| What the task requires |
Write out, exactly and in full, the records given below, but not their pictures.

| Task material |
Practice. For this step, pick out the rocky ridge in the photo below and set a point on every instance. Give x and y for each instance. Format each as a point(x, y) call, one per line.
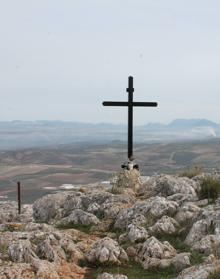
point(160, 224)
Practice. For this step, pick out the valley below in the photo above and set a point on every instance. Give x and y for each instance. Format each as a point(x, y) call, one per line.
point(60, 168)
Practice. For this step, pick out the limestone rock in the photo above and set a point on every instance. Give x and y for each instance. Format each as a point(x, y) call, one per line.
point(153, 251)
point(79, 217)
point(202, 271)
point(49, 207)
point(181, 261)
point(17, 271)
point(141, 211)
point(166, 225)
point(204, 235)
point(127, 179)
point(187, 212)
point(168, 185)
point(106, 250)
point(134, 234)
point(21, 251)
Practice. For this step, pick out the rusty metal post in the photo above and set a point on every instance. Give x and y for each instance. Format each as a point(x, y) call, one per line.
point(19, 197)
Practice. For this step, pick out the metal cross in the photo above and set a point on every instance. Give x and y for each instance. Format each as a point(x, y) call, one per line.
point(130, 104)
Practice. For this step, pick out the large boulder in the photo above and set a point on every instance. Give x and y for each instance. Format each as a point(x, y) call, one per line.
point(134, 234)
point(144, 211)
point(168, 185)
point(204, 235)
point(203, 271)
point(79, 217)
point(21, 251)
point(127, 179)
point(153, 253)
point(166, 225)
point(108, 251)
point(49, 207)
point(187, 212)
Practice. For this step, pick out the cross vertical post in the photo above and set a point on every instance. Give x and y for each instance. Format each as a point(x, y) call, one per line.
point(130, 104)
point(130, 91)
point(19, 197)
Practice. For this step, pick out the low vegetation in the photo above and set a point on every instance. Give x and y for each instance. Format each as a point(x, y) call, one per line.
point(210, 189)
point(133, 271)
point(82, 228)
point(215, 275)
point(194, 171)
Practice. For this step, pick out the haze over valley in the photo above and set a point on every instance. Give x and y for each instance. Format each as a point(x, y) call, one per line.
point(55, 156)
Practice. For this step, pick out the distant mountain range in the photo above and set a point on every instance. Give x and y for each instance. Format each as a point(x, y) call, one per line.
point(29, 134)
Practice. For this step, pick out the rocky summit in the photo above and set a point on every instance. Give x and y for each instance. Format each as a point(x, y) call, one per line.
point(153, 227)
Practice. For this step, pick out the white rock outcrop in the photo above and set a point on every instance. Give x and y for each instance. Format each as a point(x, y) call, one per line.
point(106, 250)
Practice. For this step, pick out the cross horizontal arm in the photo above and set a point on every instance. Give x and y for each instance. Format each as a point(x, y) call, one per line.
point(115, 104)
point(125, 104)
point(144, 104)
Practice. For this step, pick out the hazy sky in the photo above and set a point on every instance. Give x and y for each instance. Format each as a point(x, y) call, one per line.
point(59, 59)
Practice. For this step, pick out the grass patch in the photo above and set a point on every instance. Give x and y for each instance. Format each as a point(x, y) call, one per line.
point(215, 275)
point(134, 270)
point(150, 220)
point(177, 241)
point(196, 258)
point(194, 171)
point(210, 189)
point(3, 248)
point(82, 228)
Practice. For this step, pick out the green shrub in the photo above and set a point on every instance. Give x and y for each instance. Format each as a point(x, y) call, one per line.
point(210, 189)
point(215, 275)
point(192, 172)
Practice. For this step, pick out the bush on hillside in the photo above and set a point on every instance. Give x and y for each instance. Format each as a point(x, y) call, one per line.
point(210, 189)
point(215, 275)
point(194, 171)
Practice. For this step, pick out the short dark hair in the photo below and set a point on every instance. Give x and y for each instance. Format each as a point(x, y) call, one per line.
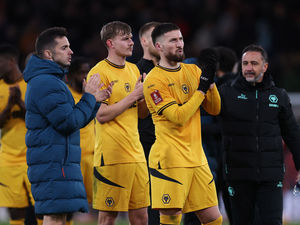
point(227, 58)
point(46, 39)
point(161, 29)
point(256, 48)
point(9, 50)
point(112, 29)
point(146, 27)
point(75, 65)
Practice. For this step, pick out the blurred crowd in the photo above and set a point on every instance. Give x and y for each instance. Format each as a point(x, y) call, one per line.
point(233, 23)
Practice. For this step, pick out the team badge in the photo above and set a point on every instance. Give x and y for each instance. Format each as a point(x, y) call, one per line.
point(156, 97)
point(109, 201)
point(185, 88)
point(166, 198)
point(231, 191)
point(273, 99)
point(127, 87)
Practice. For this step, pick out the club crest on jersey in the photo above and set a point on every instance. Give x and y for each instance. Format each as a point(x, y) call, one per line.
point(166, 198)
point(273, 99)
point(156, 97)
point(185, 88)
point(109, 201)
point(127, 87)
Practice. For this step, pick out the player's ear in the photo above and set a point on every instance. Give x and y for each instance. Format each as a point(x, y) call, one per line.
point(157, 45)
point(109, 43)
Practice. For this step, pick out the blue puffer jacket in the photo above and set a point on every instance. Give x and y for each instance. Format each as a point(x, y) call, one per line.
point(53, 122)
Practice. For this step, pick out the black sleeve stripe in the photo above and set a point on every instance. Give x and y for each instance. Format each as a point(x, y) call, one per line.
point(159, 112)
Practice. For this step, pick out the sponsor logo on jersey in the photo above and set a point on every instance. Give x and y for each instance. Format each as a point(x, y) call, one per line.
point(185, 88)
point(273, 99)
point(242, 96)
point(156, 97)
point(127, 87)
point(166, 198)
point(109, 201)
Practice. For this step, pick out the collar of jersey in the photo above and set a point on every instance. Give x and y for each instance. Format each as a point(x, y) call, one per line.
point(168, 69)
point(114, 65)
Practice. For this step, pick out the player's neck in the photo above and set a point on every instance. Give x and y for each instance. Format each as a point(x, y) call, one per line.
point(169, 64)
point(116, 59)
point(148, 56)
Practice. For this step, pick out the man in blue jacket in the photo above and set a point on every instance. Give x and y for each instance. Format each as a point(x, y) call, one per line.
point(53, 122)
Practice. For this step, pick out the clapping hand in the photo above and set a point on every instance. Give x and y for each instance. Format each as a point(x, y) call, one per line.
point(94, 85)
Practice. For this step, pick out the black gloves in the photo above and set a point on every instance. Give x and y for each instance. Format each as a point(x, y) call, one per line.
point(207, 61)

| Reply to the exercise |
Practice. For this step, pick out the rocky ridge in the photo below and set a point on every instance. Give x and y for each instance. Format each as a point(x, y) call, one per line.
point(160, 224)
Practice. For this step, pick out the valley below in the photo above and set a point on every instance. Give x and y for each instance. Format each as a point(x, y) call, one per line.
point(60, 168)
Practice. For this step, pick out the limestone rock in the photo above and set a point on every instance. Give x and y for each instance. Format each as a point(x, y) call, one per line.
point(153, 251)
point(79, 217)
point(202, 271)
point(49, 207)
point(181, 261)
point(17, 271)
point(141, 211)
point(166, 225)
point(204, 235)
point(127, 179)
point(187, 212)
point(168, 185)
point(106, 250)
point(134, 234)
point(21, 251)
Practice. For this step, pick out the rusty metal post in the photo above and set a point on every instance. Give x and y for each instance. Format each as a point(x, y) call, one per line.
point(19, 197)
Practice. For this step, pick out the metal cross in the photo above and set a point on every instance. Give x and y for each instance. Format each as a point(x, y) call, one per line.
point(130, 104)
Practice. For this step, pick out the large boulder in the photo above and set a point on every instance. Give x and y for each instance. Format each as a point(x, y) call, one per line.
point(134, 234)
point(144, 211)
point(168, 185)
point(204, 235)
point(203, 271)
point(79, 217)
point(21, 251)
point(127, 179)
point(153, 253)
point(166, 225)
point(108, 251)
point(49, 207)
point(187, 212)
Practice. For this step, pick out the cross vertical post in the photo above and set a point on every instance. Give x and y for each instance. Format each as a point(x, y) call, one per line.
point(130, 104)
point(130, 91)
point(19, 197)
Practice. For this step, pick out the low vegetation in the photo above and set a point on every instance. Give x and y for each instance. Format each as a point(x, y) call, one per line.
point(210, 189)
point(133, 271)
point(82, 228)
point(215, 275)
point(194, 171)
Practice. For this step, pick out the haze over valley in the photo above and set a point on every instance. Give x and y for each instance. Format each as a point(x, y) call, one per line.
point(55, 156)
Practice. For this step, pick out the distant mountain range in the photo above and set a point on every instance. Give x and y for each instance. Format each as a point(x, y) call, one per line.
point(29, 134)
Practice. For this step, pick out the rocky summit in the photo above and set a point on every instance. Give x and y for each instance. Format each as a point(x, y) call, one per line.
point(153, 227)
Practice. For this step, pick out the white rock outcrop in the photo above and set a point on every instance. Give x and y for each instance. Format each as a point(x, y) call, one per line.
point(106, 250)
Practice. For this step, pick out the cross horizontal arm in the photo above and set a point on every instance. Give x and y for each instance. Format each as a point(x, y) call, one per line.
point(115, 104)
point(125, 104)
point(144, 104)
Practice. For this step, pick out the hazy sky in the photo above and set a point on every instance. Give x and y for each instance. Format each as a point(x, y) call, one per line.
point(59, 59)
Practice. For this step, pick out the grass patch in the photo above and set a point on every instance. Give x and y for each instance. Format each as a point(x, y) call, one per line.
point(215, 275)
point(134, 270)
point(150, 220)
point(177, 241)
point(196, 258)
point(194, 171)
point(210, 189)
point(3, 248)
point(82, 228)
Practice. For this step, pick out the green shrub in the photo above and set a point on every instance. Give x and y for each instance. Format each as a point(x, y) call, one per line.
point(210, 189)
point(215, 275)
point(192, 172)
Practice. For this step, pick out the bush on hillside in the photo above and set a point on every instance. Give x and y for each instance. Format each as a point(x, y) call, one per line.
point(210, 189)
point(215, 275)
point(194, 171)
Practice. For this step, pick out the short dark hair in the photo below and set a point on every instance. Give x and y for each instance. Format each as a point(x, y) call, one per line.
point(227, 58)
point(46, 39)
point(161, 29)
point(256, 48)
point(9, 50)
point(112, 29)
point(146, 27)
point(75, 65)
Practice. For this step, pick out the blurred crowd in the photo above and set a point on every instance. Give x and y for each instance. Format each as a point(x, y) call, one per line.
point(233, 23)
Practice. For this step, pick out the team badge in the photo above and set a point on every instance. Give x and y for each instance. Format each as a point(x, y) call, one per line.
point(156, 97)
point(109, 201)
point(185, 88)
point(166, 198)
point(231, 191)
point(273, 99)
point(127, 87)
Practice. For this step, pick out the club crest on jersey in the photo above and set a point on every instance. Give x and y for each instance. Format each as a point(x, y) call, one per line.
point(166, 198)
point(273, 99)
point(156, 97)
point(185, 88)
point(109, 201)
point(127, 87)
Practice. For this step, pick out the player's ear in the photo above and set a point on every instance. Give x and y for each instance. Format each as a point(x, y) call, one per line.
point(157, 45)
point(109, 43)
Practice. For this step, pick out the blue puffer jacket in the photo above and set a point on every instance. Give x and y for each instance. Format each as a point(x, y) call, one per line.
point(53, 122)
Practice. For this step, pick out the black sleeve stripe in the photo above and set a point on every instance. Give x and y for each instance. Format each as a point(x, y) call, one per line.
point(159, 112)
Practice. For this step, pick out the sponsor logo on jersey in the photo above and set a point on every instance. Give x and y for each instance. Format each as a point(x, y) call, one per line.
point(185, 88)
point(273, 99)
point(242, 96)
point(156, 97)
point(127, 87)
point(166, 198)
point(109, 201)
Practice. For this step, pick out the collar of jersey in the photo above and set a point on every instance. Give x and y for each instance. Format each as a point(x, y) call, one per line.
point(168, 69)
point(114, 65)
Practice. For this step, pick out the player's neck in the photo above and set a point on every instance. Give x and y for each instance. Format each as a point(x, y) call, one per line.
point(169, 64)
point(116, 59)
point(148, 56)
Practice. For this step, pick out the man in blue jacket in the photo above and set a point on every instance. Give x and y for each instance. Format each as a point(x, y) call, one per line.
point(53, 122)
Practice. For this step, pick out the clapping hand in the photo above and set a point on every instance. Give x and y for each instance. Format each as a point(x, y) call, one per line.
point(94, 85)
Practice. For this step, pick out the black gloves in the photo above and set a point on every instance. Give x and y for each instance. Format each as a point(x, y) call, one per line.
point(207, 61)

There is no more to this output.